RECORDS PROVIDED:
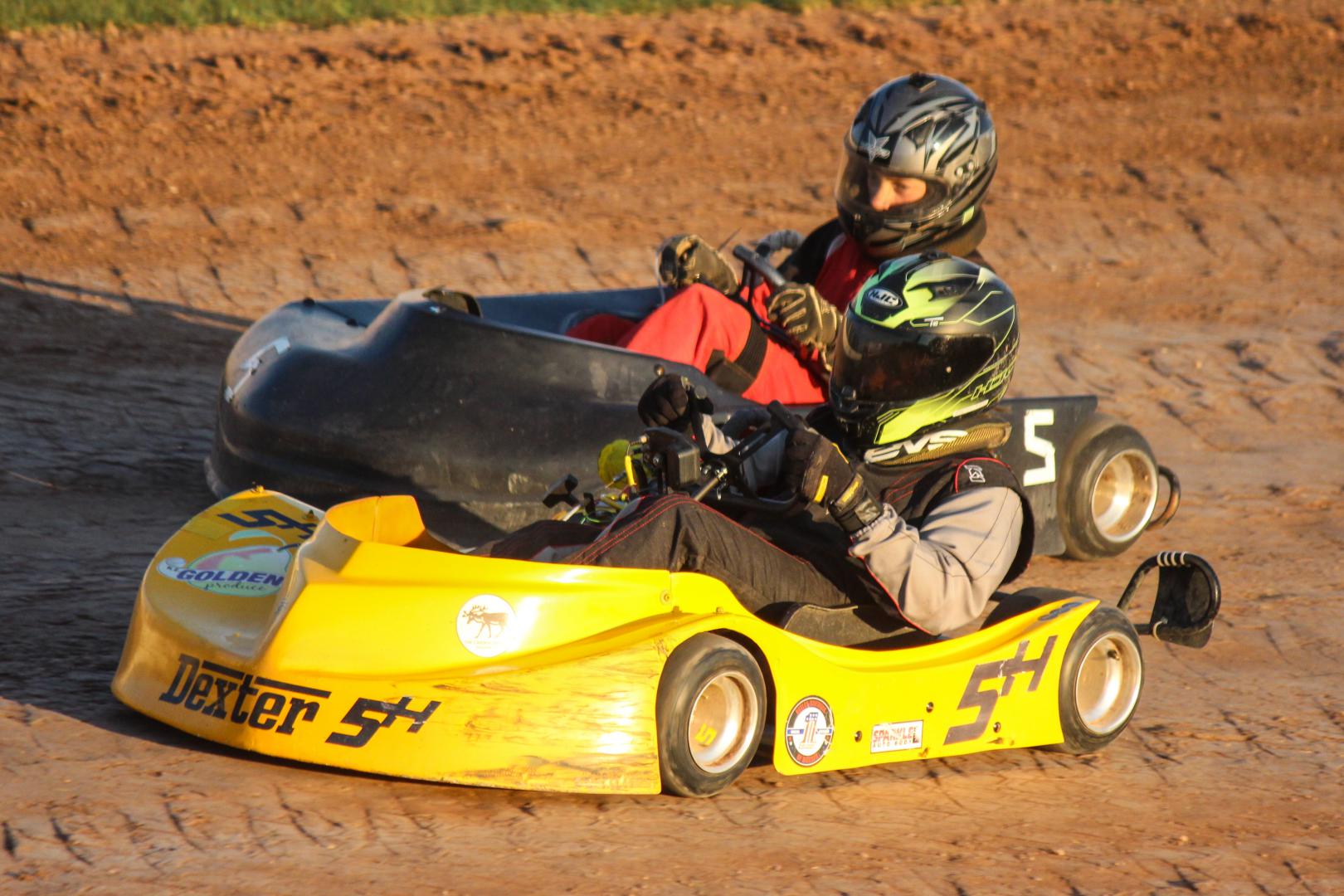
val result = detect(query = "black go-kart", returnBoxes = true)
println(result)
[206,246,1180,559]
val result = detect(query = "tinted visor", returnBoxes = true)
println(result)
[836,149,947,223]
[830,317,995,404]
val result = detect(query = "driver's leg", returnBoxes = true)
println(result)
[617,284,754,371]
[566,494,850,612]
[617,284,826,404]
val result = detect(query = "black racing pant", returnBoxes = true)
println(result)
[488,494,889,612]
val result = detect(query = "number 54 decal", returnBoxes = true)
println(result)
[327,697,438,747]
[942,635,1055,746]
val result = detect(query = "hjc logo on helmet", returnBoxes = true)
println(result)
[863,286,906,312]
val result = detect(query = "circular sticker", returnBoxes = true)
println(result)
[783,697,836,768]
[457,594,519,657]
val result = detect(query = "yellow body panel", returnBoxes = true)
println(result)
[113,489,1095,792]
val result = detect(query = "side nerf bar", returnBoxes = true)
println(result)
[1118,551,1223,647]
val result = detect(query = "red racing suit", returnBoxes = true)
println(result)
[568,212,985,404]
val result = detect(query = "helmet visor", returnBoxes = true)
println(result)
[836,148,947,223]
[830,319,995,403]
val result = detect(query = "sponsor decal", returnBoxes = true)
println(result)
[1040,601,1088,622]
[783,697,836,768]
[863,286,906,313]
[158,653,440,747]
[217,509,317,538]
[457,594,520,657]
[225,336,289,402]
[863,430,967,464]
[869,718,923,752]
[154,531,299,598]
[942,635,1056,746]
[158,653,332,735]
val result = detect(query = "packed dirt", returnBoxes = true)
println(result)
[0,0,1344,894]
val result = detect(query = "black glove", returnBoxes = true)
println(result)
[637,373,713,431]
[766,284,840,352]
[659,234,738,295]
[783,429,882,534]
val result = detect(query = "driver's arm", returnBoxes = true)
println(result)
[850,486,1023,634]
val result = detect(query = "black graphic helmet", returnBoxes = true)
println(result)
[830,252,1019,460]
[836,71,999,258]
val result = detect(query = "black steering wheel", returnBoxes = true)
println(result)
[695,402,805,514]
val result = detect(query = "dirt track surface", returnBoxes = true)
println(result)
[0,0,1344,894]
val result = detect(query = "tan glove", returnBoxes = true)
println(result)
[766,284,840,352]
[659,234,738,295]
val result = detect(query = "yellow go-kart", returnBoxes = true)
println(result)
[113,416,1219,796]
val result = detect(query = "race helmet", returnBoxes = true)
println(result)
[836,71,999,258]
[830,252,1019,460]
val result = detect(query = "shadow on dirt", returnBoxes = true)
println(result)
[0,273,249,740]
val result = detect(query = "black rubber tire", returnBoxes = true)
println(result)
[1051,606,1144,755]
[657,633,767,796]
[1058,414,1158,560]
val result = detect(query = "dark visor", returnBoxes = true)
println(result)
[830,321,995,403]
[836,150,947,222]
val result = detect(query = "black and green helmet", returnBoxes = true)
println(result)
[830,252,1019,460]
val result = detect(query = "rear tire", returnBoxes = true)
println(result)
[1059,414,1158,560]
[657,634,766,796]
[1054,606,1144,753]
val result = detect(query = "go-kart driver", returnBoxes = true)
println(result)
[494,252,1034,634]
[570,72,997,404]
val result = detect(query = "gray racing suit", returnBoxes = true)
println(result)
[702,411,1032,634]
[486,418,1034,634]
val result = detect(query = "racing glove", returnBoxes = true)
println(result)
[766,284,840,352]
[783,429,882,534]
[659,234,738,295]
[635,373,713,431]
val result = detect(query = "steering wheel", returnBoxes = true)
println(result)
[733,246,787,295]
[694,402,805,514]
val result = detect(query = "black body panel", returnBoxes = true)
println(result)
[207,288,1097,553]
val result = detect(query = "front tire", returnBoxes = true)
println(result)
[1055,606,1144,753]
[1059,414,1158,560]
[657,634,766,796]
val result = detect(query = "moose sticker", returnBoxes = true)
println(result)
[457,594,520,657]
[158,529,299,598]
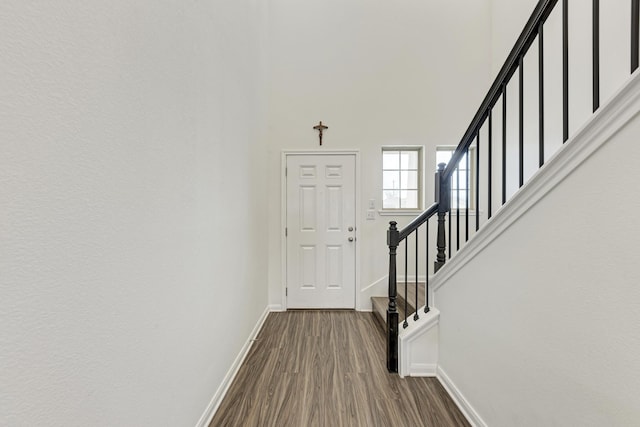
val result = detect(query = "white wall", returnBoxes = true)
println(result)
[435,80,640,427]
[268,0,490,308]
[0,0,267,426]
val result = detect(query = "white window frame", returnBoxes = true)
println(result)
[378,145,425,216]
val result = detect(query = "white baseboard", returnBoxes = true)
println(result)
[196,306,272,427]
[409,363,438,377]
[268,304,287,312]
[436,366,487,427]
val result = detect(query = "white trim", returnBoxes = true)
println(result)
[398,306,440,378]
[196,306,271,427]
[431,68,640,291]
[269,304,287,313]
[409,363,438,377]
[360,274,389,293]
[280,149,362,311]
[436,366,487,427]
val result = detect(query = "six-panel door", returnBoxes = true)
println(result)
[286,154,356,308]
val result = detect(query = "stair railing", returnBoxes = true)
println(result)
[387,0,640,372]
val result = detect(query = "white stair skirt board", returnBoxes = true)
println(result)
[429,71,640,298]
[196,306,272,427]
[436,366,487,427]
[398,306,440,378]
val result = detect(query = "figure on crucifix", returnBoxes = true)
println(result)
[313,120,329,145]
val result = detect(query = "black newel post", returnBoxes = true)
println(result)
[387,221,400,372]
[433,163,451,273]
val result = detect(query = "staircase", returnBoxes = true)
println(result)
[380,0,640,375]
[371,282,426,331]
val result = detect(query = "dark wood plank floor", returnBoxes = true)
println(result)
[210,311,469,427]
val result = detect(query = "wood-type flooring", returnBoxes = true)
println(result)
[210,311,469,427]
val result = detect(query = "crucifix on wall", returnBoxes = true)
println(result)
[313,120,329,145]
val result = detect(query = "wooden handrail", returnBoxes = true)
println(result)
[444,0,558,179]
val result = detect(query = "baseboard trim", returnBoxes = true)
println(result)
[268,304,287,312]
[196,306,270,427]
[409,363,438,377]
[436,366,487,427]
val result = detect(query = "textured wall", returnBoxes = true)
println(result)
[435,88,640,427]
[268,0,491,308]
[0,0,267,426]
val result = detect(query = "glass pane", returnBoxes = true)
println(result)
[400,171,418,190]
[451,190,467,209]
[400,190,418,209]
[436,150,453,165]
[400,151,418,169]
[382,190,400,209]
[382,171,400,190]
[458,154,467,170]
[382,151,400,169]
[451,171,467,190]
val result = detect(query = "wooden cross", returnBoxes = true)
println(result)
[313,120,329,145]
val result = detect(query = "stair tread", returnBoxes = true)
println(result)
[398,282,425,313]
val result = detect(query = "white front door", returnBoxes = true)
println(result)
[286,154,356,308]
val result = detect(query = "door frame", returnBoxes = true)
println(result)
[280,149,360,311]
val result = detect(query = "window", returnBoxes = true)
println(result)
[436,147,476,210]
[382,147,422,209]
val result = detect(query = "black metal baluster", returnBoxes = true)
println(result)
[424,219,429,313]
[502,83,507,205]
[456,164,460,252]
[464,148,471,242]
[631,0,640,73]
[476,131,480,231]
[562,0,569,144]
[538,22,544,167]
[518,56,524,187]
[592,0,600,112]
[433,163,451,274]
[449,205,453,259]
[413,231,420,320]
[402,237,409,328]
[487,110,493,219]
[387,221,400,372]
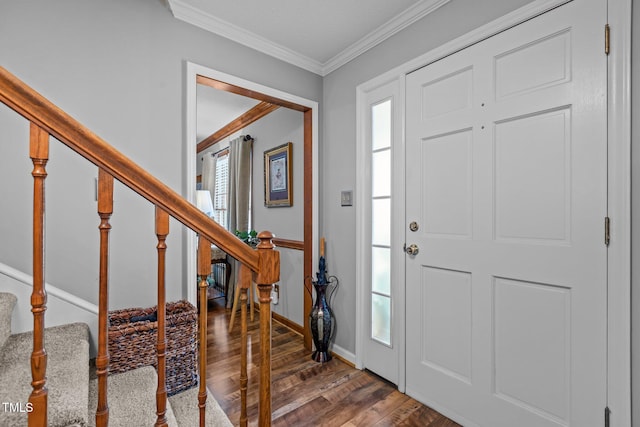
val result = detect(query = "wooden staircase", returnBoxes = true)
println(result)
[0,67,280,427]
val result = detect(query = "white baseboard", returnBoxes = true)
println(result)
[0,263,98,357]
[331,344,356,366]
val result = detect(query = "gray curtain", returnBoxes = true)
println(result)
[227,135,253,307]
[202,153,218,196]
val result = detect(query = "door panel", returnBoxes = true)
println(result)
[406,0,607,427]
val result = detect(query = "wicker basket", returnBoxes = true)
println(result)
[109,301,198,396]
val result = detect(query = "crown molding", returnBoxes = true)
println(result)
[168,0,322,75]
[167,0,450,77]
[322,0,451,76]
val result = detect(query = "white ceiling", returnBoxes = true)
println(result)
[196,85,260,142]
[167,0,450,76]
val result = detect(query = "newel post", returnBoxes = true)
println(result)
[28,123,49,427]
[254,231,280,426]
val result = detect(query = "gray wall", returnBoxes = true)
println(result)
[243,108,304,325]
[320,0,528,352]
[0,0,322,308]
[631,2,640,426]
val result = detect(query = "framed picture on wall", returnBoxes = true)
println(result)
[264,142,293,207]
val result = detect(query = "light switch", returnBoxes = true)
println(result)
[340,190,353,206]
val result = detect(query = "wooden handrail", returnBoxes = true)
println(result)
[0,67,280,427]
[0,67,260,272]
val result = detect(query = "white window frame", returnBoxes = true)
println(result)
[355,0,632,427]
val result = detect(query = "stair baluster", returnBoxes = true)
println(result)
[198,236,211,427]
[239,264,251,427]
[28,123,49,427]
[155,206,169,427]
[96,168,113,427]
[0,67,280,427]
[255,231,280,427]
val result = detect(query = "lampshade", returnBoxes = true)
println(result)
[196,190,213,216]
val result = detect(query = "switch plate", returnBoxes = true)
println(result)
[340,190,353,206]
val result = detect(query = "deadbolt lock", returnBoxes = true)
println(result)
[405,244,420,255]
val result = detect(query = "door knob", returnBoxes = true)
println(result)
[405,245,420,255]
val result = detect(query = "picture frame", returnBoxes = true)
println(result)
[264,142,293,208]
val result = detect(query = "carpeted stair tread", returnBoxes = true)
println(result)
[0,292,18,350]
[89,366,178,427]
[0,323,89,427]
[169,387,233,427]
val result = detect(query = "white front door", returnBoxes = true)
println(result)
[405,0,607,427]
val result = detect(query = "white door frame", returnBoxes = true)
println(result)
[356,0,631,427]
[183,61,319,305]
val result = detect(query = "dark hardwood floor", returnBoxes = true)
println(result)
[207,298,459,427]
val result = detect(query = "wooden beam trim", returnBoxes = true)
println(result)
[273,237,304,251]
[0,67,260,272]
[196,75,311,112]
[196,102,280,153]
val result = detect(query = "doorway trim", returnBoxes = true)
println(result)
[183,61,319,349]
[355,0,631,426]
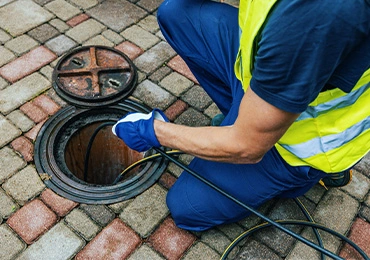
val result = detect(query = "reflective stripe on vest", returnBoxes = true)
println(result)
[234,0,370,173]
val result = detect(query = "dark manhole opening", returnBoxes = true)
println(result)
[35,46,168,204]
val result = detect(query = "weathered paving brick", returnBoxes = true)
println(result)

PROBLEM TO SOLVE: List every line of the data above that contains the string "black".

FINAL ANSWER:
val result = detect(query = "black go-kart", returnBoxes = true)
val result = detect(query = "black racing pant", returnBoxes = true)
val result = detect(query = "black glove", returnBoxes = true)
val result = detect(query = "black graphic helmet", returnBoxes = true)
val result = detect(query = "black steering wheel", returnBoxes = true)
val result = detect(query = "black rubber tire", returnBoxes = true)
val result = detect(query = "black and green helmet", returnBoxes = true)
val result = detect(query = "black body panel", returnBoxes = true)
val result = detect(query = "black newel post", returnBoxes = true)
val result = detect(query = "black metal baluster", returnBoxes = true)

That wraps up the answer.